## GIVEN INSTRUCTION
Reproduce the entries word for word, and omit any picture you find in them.

## DATA LINES
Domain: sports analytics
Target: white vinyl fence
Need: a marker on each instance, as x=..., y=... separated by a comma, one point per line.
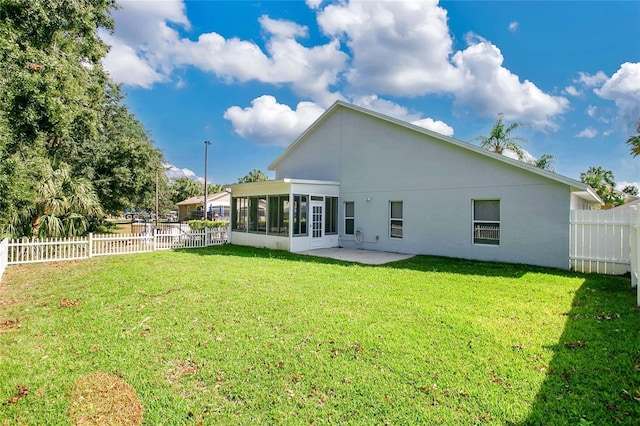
x=4, y=251
x=606, y=242
x=58, y=249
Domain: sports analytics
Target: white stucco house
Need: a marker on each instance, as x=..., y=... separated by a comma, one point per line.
x=356, y=178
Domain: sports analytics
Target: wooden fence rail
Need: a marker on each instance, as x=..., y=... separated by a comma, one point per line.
x=19, y=251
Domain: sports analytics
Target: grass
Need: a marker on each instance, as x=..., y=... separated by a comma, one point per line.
x=235, y=335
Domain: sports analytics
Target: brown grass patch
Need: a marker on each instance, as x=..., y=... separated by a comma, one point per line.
x=102, y=399
x=66, y=303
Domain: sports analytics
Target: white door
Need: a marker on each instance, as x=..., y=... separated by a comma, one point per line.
x=317, y=224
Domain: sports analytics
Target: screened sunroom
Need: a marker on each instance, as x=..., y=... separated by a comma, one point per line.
x=288, y=214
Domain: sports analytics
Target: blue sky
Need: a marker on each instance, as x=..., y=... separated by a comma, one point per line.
x=250, y=76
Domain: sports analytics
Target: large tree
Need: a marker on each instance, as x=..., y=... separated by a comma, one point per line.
x=501, y=138
x=64, y=203
x=603, y=182
x=57, y=106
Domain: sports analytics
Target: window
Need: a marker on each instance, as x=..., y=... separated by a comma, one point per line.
x=349, y=217
x=330, y=215
x=300, y=215
x=395, y=219
x=278, y=215
x=486, y=222
x=239, y=214
x=258, y=214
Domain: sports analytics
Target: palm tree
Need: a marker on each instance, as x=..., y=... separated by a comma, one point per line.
x=254, y=175
x=545, y=162
x=63, y=203
x=634, y=142
x=603, y=182
x=501, y=139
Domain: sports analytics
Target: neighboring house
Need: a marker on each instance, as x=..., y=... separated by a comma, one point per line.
x=357, y=178
x=218, y=204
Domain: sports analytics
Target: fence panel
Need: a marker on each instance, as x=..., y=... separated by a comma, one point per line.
x=600, y=241
x=4, y=255
x=47, y=250
x=108, y=244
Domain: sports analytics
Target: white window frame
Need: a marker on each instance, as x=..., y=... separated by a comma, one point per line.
x=352, y=218
x=475, y=223
x=395, y=220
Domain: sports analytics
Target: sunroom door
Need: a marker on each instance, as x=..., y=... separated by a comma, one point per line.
x=317, y=223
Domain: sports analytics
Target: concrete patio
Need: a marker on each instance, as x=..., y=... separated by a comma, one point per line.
x=367, y=257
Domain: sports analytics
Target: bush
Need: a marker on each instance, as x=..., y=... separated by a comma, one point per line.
x=199, y=225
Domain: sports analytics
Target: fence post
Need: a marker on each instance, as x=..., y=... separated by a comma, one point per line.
x=4, y=255
x=634, y=248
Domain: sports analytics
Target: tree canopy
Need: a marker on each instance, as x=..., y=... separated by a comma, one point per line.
x=254, y=175
x=60, y=114
x=603, y=182
x=501, y=139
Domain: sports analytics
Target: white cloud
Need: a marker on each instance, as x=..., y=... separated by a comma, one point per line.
x=405, y=49
x=313, y=4
x=126, y=67
x=173, y=172
x=153, y=47
x=270, y=123
x=624, y=89
x=286, y=29
x=489, y=88
x=435, y=125
x=588, y=133
x=572, y=91
x=591, y=80
x=395, y=110
x=399, y=48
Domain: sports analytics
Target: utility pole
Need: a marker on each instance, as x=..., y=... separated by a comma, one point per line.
x=206, y=166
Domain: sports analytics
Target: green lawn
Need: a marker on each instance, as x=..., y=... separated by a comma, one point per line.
x=233, y=335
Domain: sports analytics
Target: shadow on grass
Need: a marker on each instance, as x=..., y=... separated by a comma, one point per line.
x=417, y=263
x=594, y=375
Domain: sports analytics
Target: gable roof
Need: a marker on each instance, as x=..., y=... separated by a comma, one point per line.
x=582, y=190
x=200, y=199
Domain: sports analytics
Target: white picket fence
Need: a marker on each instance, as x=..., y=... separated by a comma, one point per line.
x=25, y=250
x=606, y=242
x=4, y=251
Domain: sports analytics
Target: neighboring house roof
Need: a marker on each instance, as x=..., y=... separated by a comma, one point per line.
x=210, y=198
x=581, y=189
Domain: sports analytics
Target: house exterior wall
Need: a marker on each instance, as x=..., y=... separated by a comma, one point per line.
x=437, y=183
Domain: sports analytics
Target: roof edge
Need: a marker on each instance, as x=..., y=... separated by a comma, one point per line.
x=462, y=144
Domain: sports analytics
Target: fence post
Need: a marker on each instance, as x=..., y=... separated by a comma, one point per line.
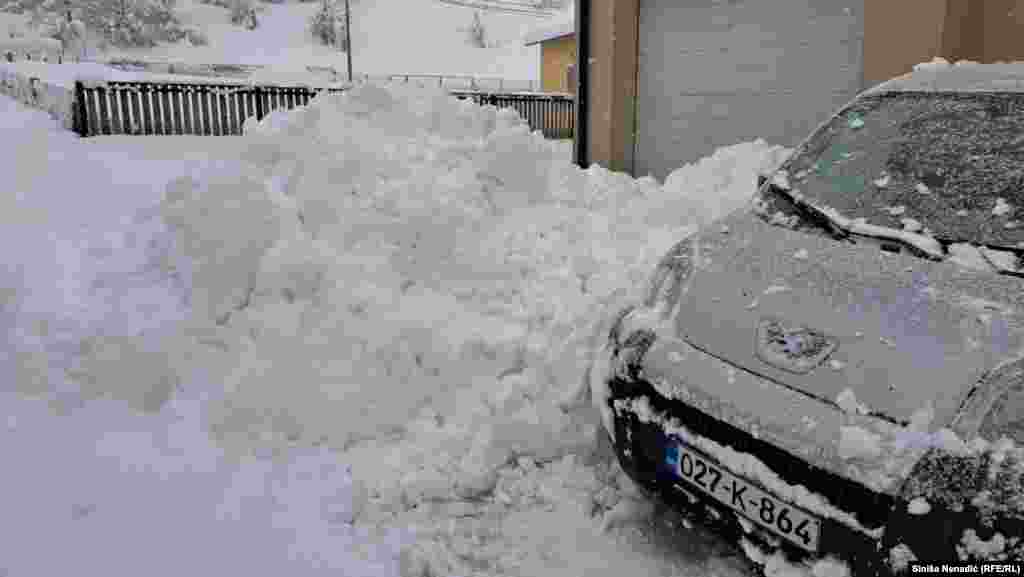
x=259, y=102
x=79, y=121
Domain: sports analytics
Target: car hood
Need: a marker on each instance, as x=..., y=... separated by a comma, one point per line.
x=907, y=333
x=900, y=342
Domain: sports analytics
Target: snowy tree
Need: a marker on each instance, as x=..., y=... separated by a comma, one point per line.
x=534, y=7
x=477, y=34
x=328, y=24
x=122, y=23
x=243, y=12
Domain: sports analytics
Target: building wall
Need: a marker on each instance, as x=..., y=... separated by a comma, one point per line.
x=556, y=55
x=686, y=71
x=713, y=74
x=892, y=46
x=899, y=35
x=1003, y=34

## THE RESPONSE
Domain: sports analytics
Target: white vinyl fence
Need: a marker on each instance, as x=..., y=... separated by a comma, one point per line.
x=4, y=251
x=606, y=242
x=58, y=249
Domain: sports analytics
Target: white stucco house
Need: a marker on each instance, as x=..., y=... separated by a comma, one point per line.
x=356, y=178
Domain: sports analytics
Target: wooden fence rail
Need: a marker on each instance, as x=..., y=... separated by a comma, one point per line.
x=19, y=251
Domain: sports analytics
Target: grass
Need: a marker on each instance, as x=..., y=... separated by a comma, one point per line.
x=235, y=335
Domain: sports analytics
Target: brown grass patch
Need: a marker on each instance, as x=..., y=... separated by a comma, one point per line.
x=102, y=399
x=66, y=303
Domain: sports analytics
Target: white door
Need: a marker on each instance, as x=..., y=... separated by a comma, one point per line.
x=317, y=224
Domain: sports analytics
Target: screened sunroom
Need: a marker on each instance, as x=..., y=... separated by a comma, one point per line.
x=288, y=214
Domain: sports analytics
Target: blue sky
Need: a marker on each instance, as x=..., y=... separated by a comma, one point per line.
x=250, y=76
Domain: sports analytics
Target: large tree
Need: a marker on each instance, as x=..., y=... separated by a comma, one point per line.
x=501, y=138
x=64, y=203
x=603, y=182
x=57, y=106
Domain: sports analytics
Target: window
Need: a marker on each instance, as x=..., y=... separated by a comma, one point per line.
x=349, y=217
x=330, y=215
x=300, y=215
x=395, y=219
x=278, y=215
x=486, y=222
x=239, y=214
x=258, y=214
Domain: sports analytics
Target: palm tree
Need: a marker on each instance, as x=..., y=... separated by a comma, one point per line.
x=254, y=175
x=545, y=162
x=63, y=203
x=634, y=142
x=603, y=182
x=501, y=139
Domain: sports analytics
Target: neighboring house
Need: a marker on each instance, as x=..., y=... separated by a comma, one point per line.
x=357, y=178
x=218, y=204
Domain: sports analytics
Target: fence panel
Need: a marker on each instance, as x=..., y=... separated by a comma, one point per line.
x=600, y=241
x=4, y=255
x=47, y=250
x=108, y=244
Domain: sports analytics
Target: white window frame
Need: a marker on each instance, as x=..., y=... separated by a comma, one point per line.
x=352, y=218
x=475, y=223
x=395, y=220
Domain: sports analytics
Target: sunroom door
Need: a marker on each instance, as x=..., y=... separated by a comma, one point per line.
x=317, y=223
Domain: sports analytics
Target: concrete patio
Need: a marker on each instance, as x=..., y=... separated by a comma, one point per line.
x=367, y=257
Domain: sports analytics
Target: bush
Need: a marker on each instance, as x=..., y=... separated by a comma, one point per line.
x=199, y=225
Domain: sports analytics
Target: fence post
Need: a marker on each instance, as x=..., y=... separated by a comma, one point per line.
x=4, y=255
x=634, y=248
Domain: sports analytics
Target: tree canopy
Need: a marker on each instance, as x=..., y=... separated by a comma, one point per line.
x=254, y=175
x=60, y=114
x=603, y=182
x=501, y=139
Domain: sports analytics
Target: white cloud
Need: a marker on each instance, as x=..., y=... separated by a comma, one point per line.
x=405, y=49
x=313, y=4
x=126, y=67
x=173, y=172
x=153, y=47
x=270, y=123
x=624, y=89
x=286, y=29
x=489, y=88
x=435, y=125
x=588, y=133
x=572, y=91
x=591, y=80
x=395, y=110
x=399, y=48
Domain: sports analytics
Target: utility pole
Need: a marker on each instance, as x=..., y=... separated by a comma, one point per line.
x=206, y=166
Domain: sports analytics
Target: green lawn
Need: a marker on each instance, as x=..., y=... separated by a comma, one point per line.
x=233, y=335
Domain: sports analytics
Target: shadow on grass
Need: a marker on each instance, as x=..., y=... separated by a comma, one point per line.
x=417, y=263
x=594, y=375
Domain: sports analytics
Target: gable roof
Need: a marker on each instance, as x=..., y=... separated by a comma, one point per line.
x=582, y=190
x=200, y=199
Domain: sports analytics
Target: white picket fence
Need: a marker on each instance, as x=..., y=... separated by a comma, one point per line.
x=25, y=250
x=606, y=242
x=4, y=251
Domain: sports analytics
Target: neighboring house roof
Need: a marker on each instance, as x=..., y=... separated by a comma, one point per line.
x=210, y=198
x=581, y=189
Domain: sports analytics
Target: house exterior wall
Need: a marker on each instance, as x=..., y=... separated by a comma, one point per line.
x=437, y=183
Domain: sports analytics
Target: roof edge
Need: a marker on each instance, as x=..., y=... separated by a comma, one point per line.
x=462, y=144
Domain: sports analytics
Target: fence post
Need: a marker on each instance, as x=..., y=... separated by a comma, one point per line.
x=259, y=102
x=79, y=121
Domain: sports analytics
Target: car hood
Need: a marker on each instance, as x=..., y=... separated by a comma, one point per line.
x=907, y=333
x=900, y=342
Domain: sports analytics
Target: snowy tree
Need: a marker on each instance, as x=..., y=... separated by a comma, one point per line.
x=534, y=7
x=477, y=34
x=328, y=24
x=122, y=23
x=243, y=12
Domain: sports analytics
Target: building wall
Need: a marker on each instance, as x=..., y=... separated by a comma, one point per line.
x=556, y=55
x=686, y=71
x=713, y=74
x=892, y=46
x=899, y=35
x=1003, y=34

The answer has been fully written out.